Written exercise: Transcribe each record exactly. Include every one.

[Stored dataset items]
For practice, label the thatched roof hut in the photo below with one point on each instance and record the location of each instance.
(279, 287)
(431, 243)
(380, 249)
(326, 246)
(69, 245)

Solution for this exercise:
For practice, label the thatched roof hut in the photo below with one point on each instance and record the location of each instance.
(279, 287)
(431, 243)
(380, 249)
(326, 246)
(69, 245)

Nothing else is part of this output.